SELECTED EXTRACT =>

----

## Install Dependencies

In [1]:
!pip install accelerate==0.23.0 datasets evaluate transformers seqeval ipywidgets peft



In [2]:
import torch
device = "cuda:0" if torch.cuda.is_available() else "cpu"
if device != "cpu":
  torch.cuda.set_device(device)

In [3]:
from datasets import load_dataset
from transformers import (
    AutoModelForTokenClassification,
    AutoTokenizer,
    DataCollatorForTokenClassification,
    TrainingArguments,
    Trainer,
)
from peft import get_peft_config, PeftModel, PeftConfig, get_peft_model, LoraConfig, TaskType
import evaluate
import torch
import numpy as np

## Preprocess CONLL data input

In [4]:
# labels
label_names = ['O', 'B-MethodName', 'I-MethodName', 'B-HyperparameterName', 'I-HyperparameterName', 'B-HyperparameterValue', 'I-HyperparameterValue',
               'B-MetricName', 'I-MetricName', 'B-MetricValue', 'I-MetricValue', 'B-TaskName', 'I-TaskName', 'B-DatasetName', 'I-DatasetName']

id2label = {i: label for i, label in enumerate(label_names)}
label2id = {v: k for k, v in id2label.items()}

from datasets import Dataset
import os
def generate_dataset(data_dir):
  dataset = []

  conll_files = os.listdir(data_dir)
  for filename in conll_files:
    if "conll" in filename:
      filename = os.path.join(data_dir, filename)
      dataset += parse_conll(filename, label2id)
  return dataset

def parse_conll(filename, label2id):
    with open(filename) as f:
      lines = f.readlines()
      lines_info_list = []
      line_info = {"tokens": [], "tags": []}
      for line in lines:
        if line == "\n":
          line_info["tags"] = [label2id[tag] for tag in line_info["tags"]]
          lines_info_list.append(line_info)
          line_info = {"tokens": [], "tags": []}
        else:
          if "DOCSTART" in line:
            continue
          try:
            token, _, _, tag = line.rstrip().split()

            line_info["tokens"].append(token)
            line_info["tags"].append(tag)

----

RECORDS PROVIDED =>
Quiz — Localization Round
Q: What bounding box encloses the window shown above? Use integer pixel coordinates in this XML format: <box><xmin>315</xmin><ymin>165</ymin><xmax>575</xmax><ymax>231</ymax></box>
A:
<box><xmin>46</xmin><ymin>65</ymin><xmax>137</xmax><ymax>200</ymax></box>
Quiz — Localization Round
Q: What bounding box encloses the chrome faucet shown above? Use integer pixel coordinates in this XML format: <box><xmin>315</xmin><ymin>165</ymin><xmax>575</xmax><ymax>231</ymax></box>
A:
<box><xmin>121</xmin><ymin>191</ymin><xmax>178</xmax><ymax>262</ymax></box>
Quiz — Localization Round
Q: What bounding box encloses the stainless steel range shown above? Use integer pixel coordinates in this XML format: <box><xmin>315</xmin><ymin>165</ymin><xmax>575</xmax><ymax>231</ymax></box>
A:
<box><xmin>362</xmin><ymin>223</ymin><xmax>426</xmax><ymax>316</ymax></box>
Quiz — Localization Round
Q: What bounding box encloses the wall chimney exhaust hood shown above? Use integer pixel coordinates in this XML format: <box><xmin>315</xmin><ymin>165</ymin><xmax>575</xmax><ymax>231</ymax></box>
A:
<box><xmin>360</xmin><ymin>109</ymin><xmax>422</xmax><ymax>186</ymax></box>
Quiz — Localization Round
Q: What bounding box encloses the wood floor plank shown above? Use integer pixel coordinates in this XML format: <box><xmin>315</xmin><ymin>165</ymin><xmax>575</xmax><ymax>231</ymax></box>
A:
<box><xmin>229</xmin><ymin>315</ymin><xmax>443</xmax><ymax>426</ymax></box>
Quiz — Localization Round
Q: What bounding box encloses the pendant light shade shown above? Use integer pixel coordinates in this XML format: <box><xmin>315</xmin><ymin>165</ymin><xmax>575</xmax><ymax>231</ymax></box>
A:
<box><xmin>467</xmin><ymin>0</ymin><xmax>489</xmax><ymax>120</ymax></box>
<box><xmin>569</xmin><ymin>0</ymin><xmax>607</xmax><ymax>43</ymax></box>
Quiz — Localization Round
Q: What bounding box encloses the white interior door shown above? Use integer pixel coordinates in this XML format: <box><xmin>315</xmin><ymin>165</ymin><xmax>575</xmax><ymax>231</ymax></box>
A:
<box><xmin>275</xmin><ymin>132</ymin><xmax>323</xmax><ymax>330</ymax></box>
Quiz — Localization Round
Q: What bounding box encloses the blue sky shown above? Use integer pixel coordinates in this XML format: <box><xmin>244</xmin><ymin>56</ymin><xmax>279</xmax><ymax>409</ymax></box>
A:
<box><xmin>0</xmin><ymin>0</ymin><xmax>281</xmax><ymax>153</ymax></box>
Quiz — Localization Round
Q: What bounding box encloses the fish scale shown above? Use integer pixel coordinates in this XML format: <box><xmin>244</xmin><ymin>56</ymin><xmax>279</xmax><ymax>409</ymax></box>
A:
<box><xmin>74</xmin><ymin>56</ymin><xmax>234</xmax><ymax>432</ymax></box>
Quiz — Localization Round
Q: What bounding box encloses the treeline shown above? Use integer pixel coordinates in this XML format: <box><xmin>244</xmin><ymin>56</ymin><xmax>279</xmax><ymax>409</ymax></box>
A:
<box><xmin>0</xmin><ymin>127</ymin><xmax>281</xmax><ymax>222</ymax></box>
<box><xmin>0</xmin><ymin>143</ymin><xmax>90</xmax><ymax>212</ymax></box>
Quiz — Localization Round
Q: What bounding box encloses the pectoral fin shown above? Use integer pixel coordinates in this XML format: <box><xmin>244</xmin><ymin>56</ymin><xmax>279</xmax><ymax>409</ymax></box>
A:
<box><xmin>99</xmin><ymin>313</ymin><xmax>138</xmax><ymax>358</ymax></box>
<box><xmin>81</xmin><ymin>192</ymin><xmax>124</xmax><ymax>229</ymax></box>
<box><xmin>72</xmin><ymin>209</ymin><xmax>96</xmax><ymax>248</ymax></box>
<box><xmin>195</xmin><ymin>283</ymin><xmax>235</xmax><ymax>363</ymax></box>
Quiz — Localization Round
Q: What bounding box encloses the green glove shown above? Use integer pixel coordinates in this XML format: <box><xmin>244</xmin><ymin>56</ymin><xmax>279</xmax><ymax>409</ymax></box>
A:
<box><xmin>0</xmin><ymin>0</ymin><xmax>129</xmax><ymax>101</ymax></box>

----

WHAT IS NEEDED => In the notebook extract, which version of accelerate does the pip install command pin?

SOLVED EXERCISE => 0.23.0